Exercise aim:
The data below should be restated word for word, pictures omitted.

Supplied entries:
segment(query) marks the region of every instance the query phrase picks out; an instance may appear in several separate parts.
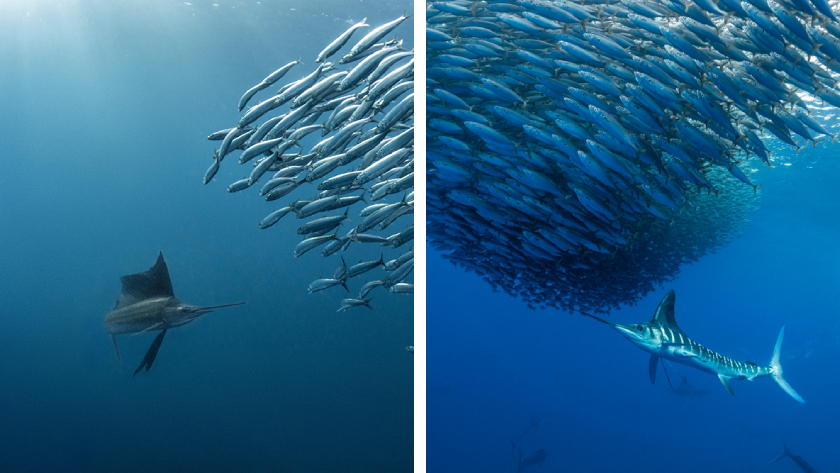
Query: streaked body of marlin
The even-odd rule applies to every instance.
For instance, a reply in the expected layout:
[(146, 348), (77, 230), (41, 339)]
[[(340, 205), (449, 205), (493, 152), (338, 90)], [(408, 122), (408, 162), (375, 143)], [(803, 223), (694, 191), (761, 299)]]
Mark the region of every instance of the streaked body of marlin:
[(651, 353), (649, 364), (651, 383), (656, 382), (656, 367), (659, 364), (659, 359), (665, 358), (717, 375), (729, 394), (735, 394), (729, 385), (730, 379), (752, 381), (756, 378), (769, 377), (792, 398), (799, 402), (805, 402), (782, 376), (779, 356), (782, 350), (782, 339), (785, 335), (784, 327), (782, 327), (779, 338), (776, 340), (770, 366), (758, 366), (751, 361), (735, 361), (700, 345), (680, 329), (674, 318), (675, 300), (674, 291), (668, 291), (668, 294), (659, 303), (659, 307), (656, 308), (653, 319), (642, 324), (616, 324), (591, 314), (585, 315), (611, 326), (626, 339), (633, 342), (634, 345)]
[(163, 261), (163, 252), (158, 255), (157, 262), (151, 269), (144, 273), (123, 276), (120, 281), (122, 281), (122, 291), (117, 296), (117, 304), (114, 310), (105, 316), (105, 330), (114, 342), (117, 360), (120, 360), (117, 335), (161, 330), (146, 352), (143, 362), (134, 371), (135, 375), (144, 367), (146, 371), (152, 367), (168, 329), (192, 322), (212, 309), (244, 304), (244, 302), (237, 302), (207, 307), (184, 304), (175, 297), (172, 290), (169, 268)]

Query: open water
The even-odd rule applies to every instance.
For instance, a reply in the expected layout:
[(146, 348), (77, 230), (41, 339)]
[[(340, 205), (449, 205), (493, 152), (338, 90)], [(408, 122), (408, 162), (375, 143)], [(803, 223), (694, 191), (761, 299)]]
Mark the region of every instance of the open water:
[[(245, 90), (405, 10), (0, 3), (0, 471), (411, 470), (413, 298), (336, 313), (340, 286), (306, 288), (338, 256), (294, 258), (300, 221), (259, 230), (274, 207), (226, 192), (250, 167), (201, 182)], [(158, 251), (184, 302), (248, 303), (170, 330), (132, 378), (155, 333), (119, 336), (120, 364), (102, 321)]]
[[(649, 354), (581, 315), (531, 311), (429, 251), (429, 471), (516, 472), (518, 450), (547, 456), (541, 472), (794, 472), (790, 450), (817, 471), (838, 471), (840, 436), (840, 163), (836, 146), (783, 150), (759, 170), (759, 209), (743, 235), (684, 266), (672, 283), (608, 320), (650, 320), (667, 290), (676, 320), (701, 344), (766, 366), (784, 325), (781, 364), (805, 399), (769, 378), (732, 381), (669, 365), (705, 396), (683, 399)], [(535, 419), (542, 420), (512, 447)]]

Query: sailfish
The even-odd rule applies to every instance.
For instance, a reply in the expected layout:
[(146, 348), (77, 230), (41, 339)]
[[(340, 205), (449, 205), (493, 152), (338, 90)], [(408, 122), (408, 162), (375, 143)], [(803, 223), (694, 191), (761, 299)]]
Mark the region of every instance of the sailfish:
[(160, 345), (163, 343), (163, 337), (170, 328), (192, 322), (213, 309), (244, 304), (244, 302), (236, 302), (195, 306), (181, 302), (172, 290), (169, 268), (163, 260), (163, 252), (158, 254), (157, 262), (148, 271), (123, 276), (120, 281), (122, 281), (122, 291), (117, 296), (117, 304), (114, 310), (105, 316), (105, 330), (114, 342), (117, 360), (122, 362), (120, 350), (117, 348), (117, 335), (140, 334), (150, 330), (161, 331), (146, 352), (143, 362), (134, 371), (134, 375), (143, 368), (146, 368), (146, 371), (152, 368), (152, 363), (155, 362)]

Answer for the task:
segment(query) marks the region of every instance the query phrase picks out; an instance may appear in several separate parts.
Query: streaked body of marlin
The even-odd rule applies to every instance.
For instance, a reply in the expected layout:
[(146, 348), (77, 230), (41, 339)]
[[(340, 205), (449, 205), (493, 152), (338, 90)], [(408, 122), (408, 162), (375, 143)], [(803, 223), (694, 191), (761, 299)]]
Mark the region of every instance of the streaked body of marlin:
[(651, 353), (649, 364), (651, 383), (656, 382), (656, 367), (659, 364), (659, 359), (665, 358), (717, 375), (729, 394), (735, 394), (729, 385), (730, 379), (752, 381), (756, 378), (769, 377), (792, 398), (799, 402), (805, 402), (782, 376), (779, 356), (782, 350), (782, 339), (785, 335), (784, 327), (782, 327), (779, 338), (776, 340), (770, 366), (758, 366), (751, 361), (735, 361), (700, 345), (680, 329), (674, 318), (675, 300), (674, 291), (668, 291), (668, 294), (659, 303), (659, 307), (656, 308), (653, 319), (642, 324), (616, 324), (591, 314), (585, 315), (611, 326), (626, 339), (633, 342), (634, 345)]
[(163, 261), (163, 252), (158, 255), (157, 262), (151, 269), (144, 273), (123, 276), (120, 281), (122, 281), (122, 291), (117, 296), (117, 304), (114, 310), (105, 316), (105, 330), (114, 342), (117, 360), (120, 360), (117, 335), (161, 330), (146, 352), (143, 362), (134, 371), (135, 375), (144, 367), (146, 371), (152, 367), (168, 329), (192, 322), (212, 309), (244, 304), (244, 302), (237, 302), (207, 307), (184, 304), (175, 297), (172, 290), (169, 268)]

Query: open water
The even-odd rule applies to every instance.
For instance, a reply in the expected layout:
[(146, 348), (77, 230), (41, 339)]
[[(340, 205), (449, 205), (493, 152), (338, 90)], [(408, 122), (408, 162), (375, 143)], [(803, 223), (694, 191), (761, 299)]]
Mark the region of every instance of the open water:
[[(245, 90), (405, 10), (0, 3), (0, 471), (411, 470), (413, 298), (336, 313), (340, 286), (306, 288), (338, 256), (294, 258), (300, 221), (259, 230), (274, 207), (226, 192), (250, 167), (201, 182)], [(158, 251), (184, 302), (248, 303), (170, 330), (132, 378), (155, 333), (119, 336), (120, 364), (102, 321)]]
[[(649, 354), (581, 315), (531, 311), (429, 251), (429, 471), (516, 472), (518, 450), (547, 456), (541, 472), (794, 472), (790, 450), (817, 471), (838, 471), (840, 436), (840, 163), (836, 146), (783, 150), (759, 170), (759, 209), (743, 235), (684, 266), (672, 283), (608, 320), (650, 320), (667, 290), (676, 320), (701, 344), (766, 366), (784, 325), (781, 364), (805, 399), (769, 378), (732, 381), (669, 365), (705, 396), (683, 399)], [(535, 419), (542, 420), (512, 447)]]

Query: sailfish
The even-odd rule applies to every instance.
For instance, a reply in the expected layout:
[(146, 348), (77, 230), (41, 339)]
[[(340, 205), (449, 205), (493, 152), (338, 90)], [(408, 122), (408, 162), (375, 143)], [(803, 223), (694, 191), (761, 299)]]
Mark the region of every instance of the sailfish:
[(160, 345), (163, 343), (163, 337), (170, 328), (192, 322), (213, 309), (244, 304), (244, 302), (236, 302), (195, 306), (181, 302), (172, 290), (169, 268), (163, 260), (163, 252), (158, 254), (157, 262), (148, 271), (123, 276), (120, 281), (122, 281), (122, 291), (117, 296), (117, 304), (114, 310), (105, 316), (105, 330), (114, 342), (117, 360), (122, 362), (120, 350), (117, 348), (117, 335), (140, 334), (150, 330), (161, 331), (146, 352), (143, 362), (134, 371), (134, 375), (143, 368), (146, 368), (146, 371), (152, 368), (152, 363), (155, 362)]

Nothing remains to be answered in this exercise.